◆ **EXERCISE**
Please collect every line in the entries below that contains the word "garage".

(Image region labeling entries)
---+---

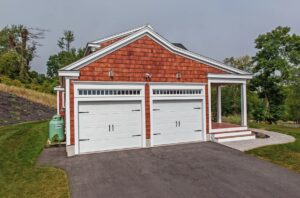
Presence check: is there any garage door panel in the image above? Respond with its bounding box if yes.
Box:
[79,101,142,153]
[152,100,203,145]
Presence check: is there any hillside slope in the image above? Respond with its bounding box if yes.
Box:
[0,84,56,126]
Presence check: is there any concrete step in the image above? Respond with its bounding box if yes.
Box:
[214,134,255,142]
[212,130,252,138]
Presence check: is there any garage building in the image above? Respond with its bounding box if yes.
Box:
[55,25,255,156]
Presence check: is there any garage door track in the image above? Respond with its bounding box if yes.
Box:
[38,142,300,198]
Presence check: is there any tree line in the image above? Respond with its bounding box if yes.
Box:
[0,25,300,123]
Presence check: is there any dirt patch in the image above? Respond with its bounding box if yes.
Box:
[0,91,55,126]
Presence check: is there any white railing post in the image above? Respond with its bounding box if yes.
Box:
[217,85,222,123]
[241,82,247,126]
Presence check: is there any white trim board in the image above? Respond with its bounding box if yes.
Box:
[60,26,249,74]
[207,73,252,79]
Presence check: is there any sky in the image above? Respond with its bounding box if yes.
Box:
[0,0,300,73]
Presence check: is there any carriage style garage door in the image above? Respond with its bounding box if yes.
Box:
[78,101,142,153]
[152,100,203,145]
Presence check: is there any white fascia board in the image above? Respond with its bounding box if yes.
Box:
[73,81,147,86]
[62,26,249,75]
[87,43,101,48]
[207,73,253,80]
[89,25,153,44]
[58,70,80,77]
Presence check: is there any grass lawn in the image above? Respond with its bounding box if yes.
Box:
[246,123,300,173]
[0,121,69,197]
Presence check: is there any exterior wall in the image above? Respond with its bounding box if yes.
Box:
[70,36,226,144]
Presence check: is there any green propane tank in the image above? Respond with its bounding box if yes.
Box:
[49,115,65,142]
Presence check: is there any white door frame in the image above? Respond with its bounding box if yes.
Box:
[74,81,146,155]
[208,74,251,133]
[149,83,206,146]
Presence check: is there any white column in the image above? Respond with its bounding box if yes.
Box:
[56,91,59,115]
[65,77,71,146]
[217,85,222,123]
[241,82,247,126]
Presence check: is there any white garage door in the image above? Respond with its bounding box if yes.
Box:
[152,100,203,145]
[79,101,142,153]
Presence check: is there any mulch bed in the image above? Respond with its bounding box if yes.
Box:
[0,91,56,126]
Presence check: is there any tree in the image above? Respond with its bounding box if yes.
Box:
[47,30,84,78]
[286,68,300,124]
[0,51,21,79]
[0,25,44,82]
[250,27,300,123]
[57,30,75,52]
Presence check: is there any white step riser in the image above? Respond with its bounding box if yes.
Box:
[210,127,248,133]
[213,131,252,138]
[215,135,255,142]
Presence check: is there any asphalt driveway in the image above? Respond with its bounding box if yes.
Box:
[38,142,300,198]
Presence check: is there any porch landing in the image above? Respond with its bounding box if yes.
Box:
[210,122,255,142]
[211,122,241,129]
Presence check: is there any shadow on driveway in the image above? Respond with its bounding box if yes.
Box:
[38,142,300,198]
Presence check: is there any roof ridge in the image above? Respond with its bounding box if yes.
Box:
[60,25,250,74]
[88,24,153,44]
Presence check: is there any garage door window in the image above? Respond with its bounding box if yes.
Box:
[152,89,202,95]
[78,89,141,96]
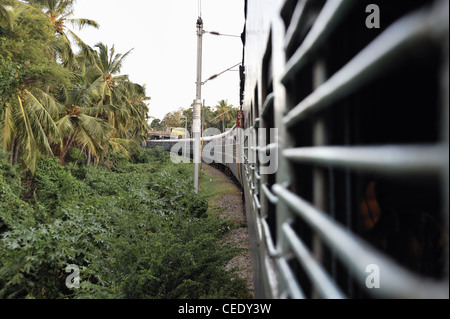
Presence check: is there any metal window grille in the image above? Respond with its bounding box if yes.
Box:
[244,0,449,298]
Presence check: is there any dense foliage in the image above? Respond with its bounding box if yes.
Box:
[0,0,149,173]
[0,0,248,298]
[0,149,248,298]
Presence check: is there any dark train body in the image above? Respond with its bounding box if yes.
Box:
[149,0,449,298]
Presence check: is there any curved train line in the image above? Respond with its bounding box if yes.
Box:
[146,0,449,299]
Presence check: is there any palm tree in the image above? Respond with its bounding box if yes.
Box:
[87,43,136,137]
[3,88,61,173]
[27,0,100,68]
[216,100,233,132]
[56,84,111,164]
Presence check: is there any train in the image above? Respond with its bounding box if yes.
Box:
[145,0,449,299]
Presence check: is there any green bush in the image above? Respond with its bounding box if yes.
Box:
[0,149,250,298]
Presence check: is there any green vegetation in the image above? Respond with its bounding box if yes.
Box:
[0,0,248,299]
[0,0,150,174]
[0,149,249,298]
[150,100,239,132]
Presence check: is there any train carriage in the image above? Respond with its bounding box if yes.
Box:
[147,0,449,299]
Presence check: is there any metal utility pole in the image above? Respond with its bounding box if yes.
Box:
[192,17,203,194]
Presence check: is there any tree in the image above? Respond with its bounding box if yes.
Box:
[0,1,70,172]
[27,0,100,68]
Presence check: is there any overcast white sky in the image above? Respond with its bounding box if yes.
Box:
[73,0,244,119]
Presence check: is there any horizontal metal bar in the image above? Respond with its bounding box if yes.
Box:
[283,144,448,175]
[277,258,305,299]
[261,184,278,205]
[282,0,355,84]
[282,223,345,299]
[272,184,449,299]
[283,5,448,127]
[261,93,275,117]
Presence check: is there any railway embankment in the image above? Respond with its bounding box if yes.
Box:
[200,164,254,296]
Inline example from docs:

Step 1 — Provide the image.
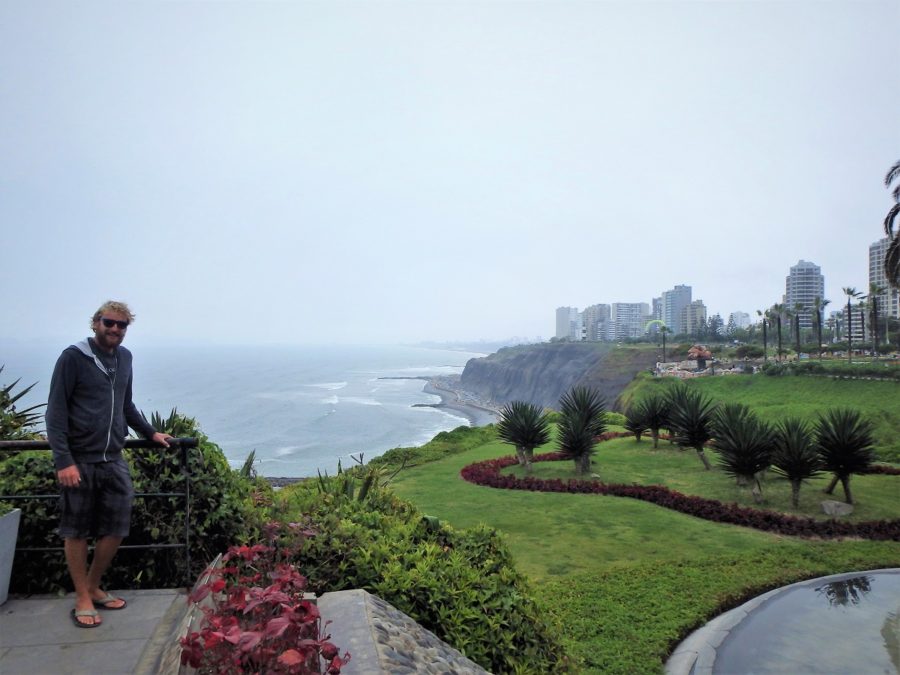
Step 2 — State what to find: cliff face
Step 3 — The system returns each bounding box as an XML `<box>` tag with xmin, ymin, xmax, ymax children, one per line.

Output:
<box><xmin>460</xmin><ymin>342</ymin><xmax>657</xmax><ymax>409</ymax></box>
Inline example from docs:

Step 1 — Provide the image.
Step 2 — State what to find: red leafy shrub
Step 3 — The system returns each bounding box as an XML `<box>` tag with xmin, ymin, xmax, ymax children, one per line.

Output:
<box><xmin>460</xmin><ymin>448</ymin><xmax>900</xmax><ymax>541</ymax></box>
<box><xmin>181</xmin><ymin>532</ymin><xmax>350</xmax><ymax>675</ymax></box>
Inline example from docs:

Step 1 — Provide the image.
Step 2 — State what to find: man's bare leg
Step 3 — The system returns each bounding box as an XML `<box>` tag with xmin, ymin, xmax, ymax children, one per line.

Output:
<box><xmin>65</xmin><ymin>538</ymin><xmax>103</xmax><ymax>626</ymax></box>
<box><xmin>65</xmin><ymin>536</ymin><xmax>122</xmax><ymax>624</ymax></box>
<box><xmin>87</xmin><ymin>536</ymin><xmax>125</xmax><ymax>609</ymax></box>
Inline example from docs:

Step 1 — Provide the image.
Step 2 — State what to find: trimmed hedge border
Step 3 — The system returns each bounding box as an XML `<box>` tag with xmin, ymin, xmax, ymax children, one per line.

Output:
<box><xmin>460</xmin><ymin>432</ymin><xmax>900</xmax><ymax>541</ymax></box>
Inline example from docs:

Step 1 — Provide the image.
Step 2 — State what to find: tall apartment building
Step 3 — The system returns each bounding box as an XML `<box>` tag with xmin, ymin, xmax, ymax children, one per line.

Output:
<box><xmin>679</xmin><ymin>300</ymin><xmax>706</xmax><ymax>335</ymax></box>
<box><xmin>607</xmin><ymin>302</ymin><xmax>650</xmax><ymax>340</ymax></box>
<box><xmin>660</xmin><ymin>284</ymin><xmax>691</xmax><ymax>334</ymax></box>
<box><xmin>865</xmin><ymin>237</ymin><xmax>900</xmax><ymax>324</ymax></box>
<box><xmin>784</xmin><ymin>260</ymin><xmax>825</xmax><ymax>328</ymax></box>
<box><xmin>728</xmin><ymin>312</ymin><xmax>750</xmax><ymax>328</ymax></box>
<box><xmin>581</xmin><ymin>304</ymin><xmax>609</xmax><ymax>342</ymax></box>
<box><xmin>556</xmin><ymin>307</ymin><xmax>581</xmax><ymax>340</ymax></box>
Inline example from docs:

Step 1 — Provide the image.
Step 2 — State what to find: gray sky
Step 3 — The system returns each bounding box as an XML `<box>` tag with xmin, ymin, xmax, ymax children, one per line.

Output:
<box><xmin>0</xmin><ymin>0</ymin><xmax>900</xmax><ymax>343</ymax></box>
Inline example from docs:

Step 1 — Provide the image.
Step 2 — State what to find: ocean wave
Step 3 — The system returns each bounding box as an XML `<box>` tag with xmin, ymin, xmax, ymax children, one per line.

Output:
<box><xmin>340</xmin><ymin>396</ymin><xmax>382</xmax><ymax>405</ymax></box>
<box><xmin>312</xmin><ymin>382</ymin><xmax>347</xmax><ymax>391</ymax></box>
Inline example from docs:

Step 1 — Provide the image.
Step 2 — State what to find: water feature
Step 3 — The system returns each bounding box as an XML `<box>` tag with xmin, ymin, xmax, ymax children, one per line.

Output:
<box><xmin>712</xmin><ymin>570</ymin><xmax>900</xmax><ymax>675</ymax></box>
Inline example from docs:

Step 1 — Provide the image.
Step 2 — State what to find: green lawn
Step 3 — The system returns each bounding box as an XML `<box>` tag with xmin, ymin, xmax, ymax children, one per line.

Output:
<box><xmin>393</xmin><ymin>430</ymin><xmax>900</xmax><ymax>673</ymax></box>
<box><xmin>506</xmin><ymin>436</ymin><xmax>900</xmax><ymax>522</ymax></box>
<box><xmin>622</xmin><ymin>375</ymin><xmax>900</xmax><ymax>462</ymax></box>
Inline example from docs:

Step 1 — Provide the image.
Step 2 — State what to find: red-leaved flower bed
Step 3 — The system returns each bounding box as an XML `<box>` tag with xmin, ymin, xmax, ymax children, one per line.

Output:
<box><xmin>460</xmin><ymin>446</ymin><xmax>900</xmax><ymax>541</ymax></box>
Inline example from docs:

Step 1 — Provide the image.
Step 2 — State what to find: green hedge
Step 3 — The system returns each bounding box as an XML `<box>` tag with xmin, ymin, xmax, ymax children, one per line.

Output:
<box><xmin>282</xmin><ymin>478</ymin><xmax>568</xmax><ymax>673</ymax></box>
<box><xmin>0</xmin><ymin>411</ymin><xmax>271</xmax><ymax>593</ymax></box>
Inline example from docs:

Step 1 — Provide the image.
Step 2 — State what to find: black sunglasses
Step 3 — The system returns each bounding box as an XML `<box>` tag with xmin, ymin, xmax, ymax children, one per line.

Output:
<box><xmin>100</xmin><ymin>316</ymin><xmax>128</xmax><ymax>330</ymax></box>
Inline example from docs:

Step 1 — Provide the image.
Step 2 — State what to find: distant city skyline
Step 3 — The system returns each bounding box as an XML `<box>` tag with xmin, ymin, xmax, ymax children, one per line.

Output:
<box><xmin>0</xmin><ymin>0</ymin><xmax>900</xmax><ymax>346</ymax></box>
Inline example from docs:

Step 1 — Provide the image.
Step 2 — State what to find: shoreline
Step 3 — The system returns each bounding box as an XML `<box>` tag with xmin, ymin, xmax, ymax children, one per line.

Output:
<box><xmin>263</xmin><ymin>376</ymin><xmax>498</xmax><ymax>488</ymax></box>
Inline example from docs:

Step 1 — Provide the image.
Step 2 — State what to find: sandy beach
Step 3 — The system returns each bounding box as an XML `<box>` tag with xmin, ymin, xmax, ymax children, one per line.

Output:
<box><xmin>423</xmin><ymin>379</ymin><xmax>497</xmax><ymax>427</ymax></box>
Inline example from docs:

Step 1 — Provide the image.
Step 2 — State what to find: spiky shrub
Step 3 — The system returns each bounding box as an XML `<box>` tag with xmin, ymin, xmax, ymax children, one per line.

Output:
<box><xmin>712</xmin><ymin>403</ymin><xmax>772</xmax><ymax>502</ymax></box>
<box><xmin>772</xmin><ymin>417</ymin><xmax>822</xmax><ymax>509</ymax></box>
<box><xmin>634</xmin><ymin>393</ymin><xmax>669</xmax><ymax>449</ymax></box>
<box><xmin>0</xmin><ymin>366</ymin><xmax>47</xmax><ymax>441</ymax></box>
<box><xmin>668</xmin><ymin>383</ymin><xmax>716</xmax><ymax>471</ymax></box>
<box><xmin>625</xmin><ymin>404</ymin><xmax>647</xmax><ymax>442</ymax></box>
<box><xmin>557</xmin><ymin>387</ymin><xmax>606</xmax><ymax>476</ymax></box>
<box><xmin>497</xmin><ymin>401</ymin><xmax>550</xmax><ymax>473</ymax></box>
<box><xmin>278</xmin><ymin>484</ymin><xmax>566</xmax><ymax>673</ymax></box>
<box><xmin>816</xmin><ymin>408</ymin><xmax>875</xmax><ymax>504</ymax></box>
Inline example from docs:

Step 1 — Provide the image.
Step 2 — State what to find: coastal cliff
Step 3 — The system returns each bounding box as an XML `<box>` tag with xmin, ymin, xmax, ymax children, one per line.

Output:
<box><xmin>460</xmin><ymin>342</ymin><xmax>658</xmax><ymax>408</ymax></box>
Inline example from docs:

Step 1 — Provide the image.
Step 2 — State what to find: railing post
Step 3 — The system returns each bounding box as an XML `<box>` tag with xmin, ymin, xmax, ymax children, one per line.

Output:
<box><xmin>181</xmin><ymin>443</ymin><xmax>193</xmax><ymax>588</ymax></box>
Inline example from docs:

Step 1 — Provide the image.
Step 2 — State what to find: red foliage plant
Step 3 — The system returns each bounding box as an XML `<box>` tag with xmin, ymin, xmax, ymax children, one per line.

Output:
<box><xmin>460</xmin><ymin>432</ymin><xmax>900</xmax><ymax>541</ymax></box>
<box><xmin>181</xmin><ymin>533</ymin><xmax>350</xmax><ymax>675</ymax></box>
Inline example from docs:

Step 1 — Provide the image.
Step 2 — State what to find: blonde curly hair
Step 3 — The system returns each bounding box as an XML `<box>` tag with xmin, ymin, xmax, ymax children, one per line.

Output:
<box><xmin>91</xmin><ymin>300</ymin><xmax>134</xmax><ymax>328</ymax></box>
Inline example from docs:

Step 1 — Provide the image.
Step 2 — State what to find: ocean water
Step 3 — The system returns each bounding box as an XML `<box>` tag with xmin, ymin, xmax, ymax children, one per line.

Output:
<box><xmin>0</xmin><ymin>344</ymin><xmax>483</xmax><ymax>477</ymax></box>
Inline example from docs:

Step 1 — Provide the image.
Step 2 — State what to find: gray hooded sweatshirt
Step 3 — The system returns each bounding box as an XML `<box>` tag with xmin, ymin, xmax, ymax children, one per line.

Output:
<box><xmin>45</xmin><ymin>340</ymin><xmax>156</xmax><ymax>471</ymax></box>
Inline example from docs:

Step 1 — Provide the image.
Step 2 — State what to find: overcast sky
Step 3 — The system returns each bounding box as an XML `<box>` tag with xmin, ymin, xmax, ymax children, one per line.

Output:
<box><xmin>0</xmin><ymin>0</ymin><xmax>900</xmax><ymax>343</ymax></box>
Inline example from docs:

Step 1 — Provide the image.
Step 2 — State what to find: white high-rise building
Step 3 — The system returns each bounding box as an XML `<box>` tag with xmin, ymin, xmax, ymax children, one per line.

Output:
<box><xmin>581</xmin><ymin>304</ymin><xmax>609</xmax><ymax>342</ymax></box>
<box><xmin>865</xmin><ymin>237</ymin><xmax>900</xmax><ymax>324</ymax></box>
<box><xmin>784</xmin><ymin>260</ymin><xmax>825</xmax><ymax>328</ymax></box>
<box><xmin>662</xmin><ymin>284</ymin><xmax>691</xmax><ymax>334</ymax></box>
<box><xmin>608</xmin><ymin>302</ymin><xmax>650</xmax><ymax>340</ymax></box>
<box><xmin>728</xmin><ymin>312</ymin><xmax>750</xmax><ymax>328</ymax></box>
<box><xmin>556</xmin><ymin>307</ymin><xmax>581</xmax><ymax>340</ymax></box>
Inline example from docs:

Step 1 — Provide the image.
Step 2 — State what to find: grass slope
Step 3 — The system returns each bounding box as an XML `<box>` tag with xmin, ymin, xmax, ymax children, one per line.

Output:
<box><xmin>394</xmin><ymin>430</ymin><xmax>900</xmax><ymax>673</ymax></box>
<box><xmin>621</xmin><ymin>374</ymin><xmax>900</xmax><ymax>462</ymax></box>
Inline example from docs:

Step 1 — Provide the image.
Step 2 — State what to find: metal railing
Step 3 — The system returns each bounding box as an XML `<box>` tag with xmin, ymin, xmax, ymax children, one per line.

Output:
<box><xmin>0</xmin><ymin>438</ymin><xmax>198</xmax><ymax>587</ymax></box>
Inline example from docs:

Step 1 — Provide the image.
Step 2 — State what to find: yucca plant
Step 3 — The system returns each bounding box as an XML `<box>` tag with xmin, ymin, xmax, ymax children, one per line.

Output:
<box><xmin>712</xmin><ymin>403</ymin><xmax>772</xmax><ymax>503</ymax></box>
<box><xmin>497</xmin><ymin>401</ymin><xmax>550</xmax><ymax>473</ymax></box>
<box><xmin>635</xmin><ymin>394</ymin><xmax>669</xmax><ymax>449</ymax></box>
<box><xmin>668</xmin><ymin>383</ymin><xmax>716</xmax><ymax>471</ymax></box>
<box><xmin>0</xmin><ymin>366</ymin><xmax>47</xmax><ymax>441</ymax></box>
<box><xmin>772</xmin><ymin>417</ymin><xmax>822</xmax><ymax>509</ymax></box>
<box><xmin>816</xmin><ymin>408</ymin><xmax>875</xmax><ymax>504</ymax></box>
<box><xmin>557</xmin><ymin>387</ymin><xmax>606</xmax><ymax>476</ymax></box>
<box><xmin>625</xmin><ymin>404</ymin><xmax>648</xmax><ymax>443</ymax></box>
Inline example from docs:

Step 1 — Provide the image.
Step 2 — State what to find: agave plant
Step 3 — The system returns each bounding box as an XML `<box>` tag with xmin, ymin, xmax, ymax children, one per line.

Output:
<box><xmin>557</xmin><ymin>387</ymin><xmax>606</xmax><ymax>476</ymax></box>
<box><xmin>634</xmin><ymin>394</ymin><xmax>669</xmax><ymax>449</ymax></box>
<box><xmin>712</xmin><ymin>403</ymin><xmax>772</xmax><ymax>503</ymax></box>
<box><xmin>772</xmin><ymin>417</ymin><xmax>822</xmax><ymax>509</ymax></box>
<box><xmin>625</xmin><ymin>404</ymin><xmax>647</xmax><ymax>443</ymax></box>
<box><xmin>669</xmin><ymin>383</ymin><xmax>716</xmax><ymax>471</ymax></box>
<box><xmin>0</xmin><ymin>366</ymin><xmax>47</xmax><ymax>441</ymax></box>
<box><xmin>816</xmin><ymin>408</ymin><xmax>875</xmax><ymax>504</ymax></box>
<box><xmin>497</xmin><ymin>401</ymin><xmax>550</xmax><ymax>473</ymax></box>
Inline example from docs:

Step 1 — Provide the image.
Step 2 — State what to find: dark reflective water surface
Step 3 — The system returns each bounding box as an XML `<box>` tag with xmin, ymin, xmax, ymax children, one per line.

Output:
<box><xmin>713</xmin><ymin>571</ymin><xmax>900</xmax><ymax>675</ymax></box>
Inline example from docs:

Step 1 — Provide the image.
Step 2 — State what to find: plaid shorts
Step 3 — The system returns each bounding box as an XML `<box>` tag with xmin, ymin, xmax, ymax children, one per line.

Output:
<box><xmin>59</xmin><ymin>458</ymin><xmax>134</xmax><ymax>539</ymax></box>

---+---

◆ **EXERCISE SOLUTION**
Presence check: is there any garage door panel in the image above? Respond with its bounding box if yes.
Presence check: is there any garage building in the image above? Respond with its bounding box if yes.
Presence check: is there any garage door track in the image above? Respond with its bounding box if yes.
Presence check: is there any carriage style garage door in the image above? Respond with its bounding box if yes.
Presence check: is there any white garage door in the image above? Respond with its bounding box if yes.
Presence check: is there any garage door window in the image above? Respond with its bounding box if yes.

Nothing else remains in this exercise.